### WHAT THE EXERCISE ASKS
Please return the listing below verbatim, every line unchanged.

=== RECORDS SHOWN ===

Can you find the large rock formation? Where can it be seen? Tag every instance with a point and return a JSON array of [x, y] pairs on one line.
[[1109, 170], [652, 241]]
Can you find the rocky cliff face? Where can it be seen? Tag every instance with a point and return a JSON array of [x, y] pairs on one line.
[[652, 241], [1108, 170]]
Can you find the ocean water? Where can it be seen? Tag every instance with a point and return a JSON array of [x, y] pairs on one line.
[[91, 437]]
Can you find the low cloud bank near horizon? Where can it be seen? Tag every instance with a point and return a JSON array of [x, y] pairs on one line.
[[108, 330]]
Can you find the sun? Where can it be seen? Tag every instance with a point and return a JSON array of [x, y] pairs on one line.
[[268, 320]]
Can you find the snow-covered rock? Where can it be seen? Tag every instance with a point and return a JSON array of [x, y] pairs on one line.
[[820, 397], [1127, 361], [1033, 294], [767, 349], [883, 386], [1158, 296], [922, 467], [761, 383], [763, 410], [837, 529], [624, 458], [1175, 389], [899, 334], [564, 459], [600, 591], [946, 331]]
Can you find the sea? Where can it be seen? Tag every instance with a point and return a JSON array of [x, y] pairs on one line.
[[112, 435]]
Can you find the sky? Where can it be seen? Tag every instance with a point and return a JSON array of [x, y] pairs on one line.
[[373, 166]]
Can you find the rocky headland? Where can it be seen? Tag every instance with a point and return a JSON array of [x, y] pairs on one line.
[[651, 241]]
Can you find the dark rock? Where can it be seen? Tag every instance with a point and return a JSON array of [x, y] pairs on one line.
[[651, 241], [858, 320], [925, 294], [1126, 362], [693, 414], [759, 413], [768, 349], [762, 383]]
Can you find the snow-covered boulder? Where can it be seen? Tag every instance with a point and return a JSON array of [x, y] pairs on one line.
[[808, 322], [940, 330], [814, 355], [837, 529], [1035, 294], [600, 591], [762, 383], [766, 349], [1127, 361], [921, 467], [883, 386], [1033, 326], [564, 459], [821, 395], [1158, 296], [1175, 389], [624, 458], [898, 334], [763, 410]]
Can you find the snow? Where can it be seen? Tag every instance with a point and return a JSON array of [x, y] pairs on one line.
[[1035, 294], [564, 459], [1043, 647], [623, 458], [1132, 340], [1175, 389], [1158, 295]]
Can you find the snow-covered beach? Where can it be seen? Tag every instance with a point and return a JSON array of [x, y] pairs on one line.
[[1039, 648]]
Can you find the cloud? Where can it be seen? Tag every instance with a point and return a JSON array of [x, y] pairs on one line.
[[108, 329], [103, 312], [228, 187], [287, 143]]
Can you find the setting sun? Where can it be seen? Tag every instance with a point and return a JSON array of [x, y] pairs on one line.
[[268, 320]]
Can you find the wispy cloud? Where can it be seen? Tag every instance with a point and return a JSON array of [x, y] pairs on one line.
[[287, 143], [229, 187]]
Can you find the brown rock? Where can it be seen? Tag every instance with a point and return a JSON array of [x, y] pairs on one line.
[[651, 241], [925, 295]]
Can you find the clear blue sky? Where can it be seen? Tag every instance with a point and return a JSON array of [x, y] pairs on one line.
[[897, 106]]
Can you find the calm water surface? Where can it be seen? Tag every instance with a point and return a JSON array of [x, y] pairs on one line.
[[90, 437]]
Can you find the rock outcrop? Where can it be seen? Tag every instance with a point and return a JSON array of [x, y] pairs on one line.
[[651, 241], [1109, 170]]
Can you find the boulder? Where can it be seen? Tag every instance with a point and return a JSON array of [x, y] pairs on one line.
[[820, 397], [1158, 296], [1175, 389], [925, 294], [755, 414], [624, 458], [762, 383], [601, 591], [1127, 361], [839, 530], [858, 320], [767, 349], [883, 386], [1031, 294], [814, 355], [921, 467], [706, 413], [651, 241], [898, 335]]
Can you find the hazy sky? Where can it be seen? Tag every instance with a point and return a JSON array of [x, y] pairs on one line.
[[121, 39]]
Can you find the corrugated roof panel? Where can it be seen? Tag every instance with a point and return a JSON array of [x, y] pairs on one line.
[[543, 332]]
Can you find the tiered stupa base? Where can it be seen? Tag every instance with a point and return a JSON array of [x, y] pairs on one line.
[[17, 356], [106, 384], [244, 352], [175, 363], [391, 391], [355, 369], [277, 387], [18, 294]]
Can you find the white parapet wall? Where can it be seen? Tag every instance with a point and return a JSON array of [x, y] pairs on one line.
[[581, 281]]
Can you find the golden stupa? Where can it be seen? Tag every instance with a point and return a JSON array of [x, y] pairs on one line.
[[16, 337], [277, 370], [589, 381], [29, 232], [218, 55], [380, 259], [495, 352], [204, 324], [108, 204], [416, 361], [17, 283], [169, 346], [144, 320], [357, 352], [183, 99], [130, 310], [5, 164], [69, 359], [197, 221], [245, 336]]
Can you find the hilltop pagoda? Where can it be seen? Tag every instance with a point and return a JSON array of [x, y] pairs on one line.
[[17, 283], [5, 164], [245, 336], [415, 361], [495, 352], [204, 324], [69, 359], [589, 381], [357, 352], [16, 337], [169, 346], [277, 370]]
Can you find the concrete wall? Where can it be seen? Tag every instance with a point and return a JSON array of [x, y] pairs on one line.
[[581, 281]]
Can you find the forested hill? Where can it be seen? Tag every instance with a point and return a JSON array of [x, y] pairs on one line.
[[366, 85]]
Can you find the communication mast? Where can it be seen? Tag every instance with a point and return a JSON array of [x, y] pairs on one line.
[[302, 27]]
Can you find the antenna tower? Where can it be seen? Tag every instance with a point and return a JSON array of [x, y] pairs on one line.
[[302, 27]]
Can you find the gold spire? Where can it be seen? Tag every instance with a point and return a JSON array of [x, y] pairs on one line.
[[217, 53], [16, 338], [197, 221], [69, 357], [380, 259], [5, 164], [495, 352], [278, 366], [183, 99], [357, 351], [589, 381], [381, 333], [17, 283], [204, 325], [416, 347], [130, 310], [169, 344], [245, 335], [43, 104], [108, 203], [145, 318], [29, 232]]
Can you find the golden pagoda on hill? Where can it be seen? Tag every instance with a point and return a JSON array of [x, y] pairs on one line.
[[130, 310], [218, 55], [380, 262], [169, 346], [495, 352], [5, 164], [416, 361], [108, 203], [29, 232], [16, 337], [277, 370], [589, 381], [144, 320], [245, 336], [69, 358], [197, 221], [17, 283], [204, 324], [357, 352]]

===

### ANSWER TO THIS EXERCISE
Can you find the large rock formation? Where can it be seen? Tag every instance with a point and return a JSON array of [x, y] pairs on one line.
[[1109, 170], [652, 241]]
Can you find the rocky cliff face? Where can it be seen? Tag every instance with a point and return a JSON array of [x, y] pairs on one line.
[[652, 241], [1108, 170]]
Can you find the ocean water? Where can it be seen? Tag every instance with a point and return a JSON array of [x, y] pairs on one line.
[[91, 437]]
Can you find the low cloud bank near horizon? Where can it be seen? Tag every instance with a point and return a JSON array of [x, y] pairs on one line.
[[108, 330]]
Can you find the sun? Where can it be seen? Tag every instance with a point and return a JSON array of [x, y] pairs on one line.
[[268, 320]]
Can you find the snow-covered rock? Where can it be seen? Tag every instance with a point and return a JSON array of [x, y] pairs on one line.
[[820, 397], [1127, 361], [1033, 294], [767, 349], [883, 386], [1158, 296], [922, 467], [761, 383], [763, 410], [837, 529], [624, 458], [1175, 389], [899, 334], [564, 459], [600, 591], [946, 331]]
Can you find the sea? Where can it be seen? Tag every instance with a point and return a JSON array of [x, y] pairs on one line.
[[112, 435]]
Can you find the sky? Where can it be seen? Tag every instance with a point and return a JSON array of [x, y] pairs on one line.
[[373, 166]]
Can you find the rocky headland? Where can it be seen? Tag every instance with a point and return a JSON array of [x, y] pairs on one line.
[[651, 241]]
Can you find the dark rock? Where can it be seen? Tag every instance with a point and return a JSON array of [x, y] pairs on one line.
[[651, 241], [858, 320], [925, 294], [1126, 362], [693, 414], [759, 413], [768, 349], [762, 383]]
Can you find the snow-covered boulder? Where can it be seen? Tag every instance with a point and return a JSON array of [x, y] pairs on one line.
[[808, 322], [940, 330], [814, 355], [837, 529], [1035, 294], [600, 591], [762, 383], [766, 349], [1127, 361], [921, 467], [883, 386], [1033, 326], [564, 459], [821, 395], [1158, 296], [1175, 389], [624, 458], [898, 334], [763, 410]]
Can you find the snow? Where can it be seen? Tag every instance with a point and return a JSON array of [x, y] pairs on one line.
[[1035, 294], [564, 459], [1043, 647], [623, 458], [1132, 340], [1175, 389], [1158, 295]]
Can you find the snow-covered beach? Where can it be seen? Tag every instance with a point and return a JSON array of [x, y] pairs on one line.
[[1039, 648]]
Can you find the cloud? Where can it be seen? Tag every instance with a point and return a JSON array of [x, y] pairs on one line.
[[108, 329], [103, 312], [228, 187], [287, 143]]
Can you find the setting sun? Where can it be seen? Tag every instance with a point and return a JSON array of [x, y] pairs on one line.
[[268, 320]]
Can you find the wispy cloud? Where can it be seen? Tag every instance with a point and return a JSON array of [x, y] pairs on one line.
[[287, 143], [229, 187]]
Can you find the brown rock? Where can it be seen? Tag every instance with a point and return a JSON array of [x, y] pairs on one line.
[[651, 241], [925, 295]]
Can you find the clear blue sky? Where can it be seen? Tag every instance with a point and return a JSON array of [x, y] pairs on one line.
[[897, 106]]
Can you find the calm water surface? Where can it be seen? Tag every instance with a point and return a JSON array of [x, y] pairs on one line.
[[90, 437]]
Can you find the rock outcrop? Where can it be seen? Tag every instance with a point and return a JSON array of [x, y] pairs on one line.
[[651, 241], [1109, 170]]
Can you find the boulder? Where can it be seen? Tag every instance with a point and return a JSON array of [x, y] pairs on one line.
[[820, 397], [1158, 296], [1175, 389], [925, 294], [755, 414], [624, 458], [762, 383], [601, 591], [1127, 361], [839, 530], [858, 320], [767, 349], [883, 386], [1031, 294], [814, 355], [921, 467], [706, 413], [651, 241], [898, 335]]
Can you find the hazy sky? Where can it be seen? Tag every instance with a point and return a JSON array of [x, y] pairs on one line.
[[121, 39]]
Can you find the corrugated roof panel? Where can it be seen? Tag every instance with a point and return a JSON array of [x, y] pairs on one line.
[[543, 332]]
Can you find the tiered stupa base? Where can it be seen? Tag every instance with a point and return a JSON array of [x, y] pairs on one line.
[[17, 356], [106, 384], [244, 352], [175, 363], [391, 391], [355, 369], [277, 387], [18, 294]]
Can you find the white parapet wall? Where can it be seen? Tag every instance with a point and return a JSON array of [x, y] pairs on one line.
[[581, 281]]
Can you find the golden stupa? Where can it be seen? Tag every instance with a point and return a JSON array of [x, y] pairs on one line.
[[16, 337], [277, 370], [589, 381], [29, 232], [218, 55], [380, 259], [495, 352], [204, 324], [108, 204], [416, 361], [17, 283], [169, 346], [144, 320], [357, 352], [183, 99], [130, 310], [5, 164], [69, 359], [197, 221], [245, 336]]
Can you find the hilltop pagoda? Where can it be seen? Tag every instance with a point and return a JSON array of [x, y] pairs on one line.
[[17, 283], [5, 164], [245, 336], [415, 361], [495, 352], [204, 324], [69, 359], [589, 381], [357, 352], [16, 337], [169, 346], [277, 370]]
Can you find the concrete wall? Where can it be seen? Tag every instance with a point and return a JSON array of [x, y] pairs on one line.
[[581, 281]]
Can you find the forested hill? Where can it be seen? Tag every instance with a point and return a JSON array of [x, y] pairs on one line.
[[366, 85]]
Can you find the communication mast? Where can it be seen? Tag every instance with a point and return a JSON array of [x, y] pairs on one line.
[[302, 27]]
Can you find the antenna tower? Where can it be seen? Tag every instance with a point and return a JSON array of [x, y] pairs on one line.
[[302, 27]]
Can you find the gold spire? Where can it be seen? Tag every instance with a point and return a JSON array of [x, y] pairs on one line.
[[217, 53], [16, 338], [197, 221], [69, 357], [380, 259], [5, 164], [495, 352], [278, 366], [183, 99], [357, 351], [589, 381], [381, 333], [17, 283], [204, 325], [416, 347], [130, 310], [169, 344], [245, 335], [43, 104], [108, 203], [145, 318], [29, 232]]
Can you find the golden pagoda on hill? Where can it be seen? Tag every instance with a point and return a JSON array of [x, y] pairs on one line.
[[130, 310], [218, 55], [380, 262], [169, 346], [495, 352], [5, 164], [416, 361], [108, 203], [29, 232], [16, 337], [277, 370], [589, 381], [144, 320], [245, 336], [69, 358], [197, 221], [17, 283], [204, 324], [357, 352]]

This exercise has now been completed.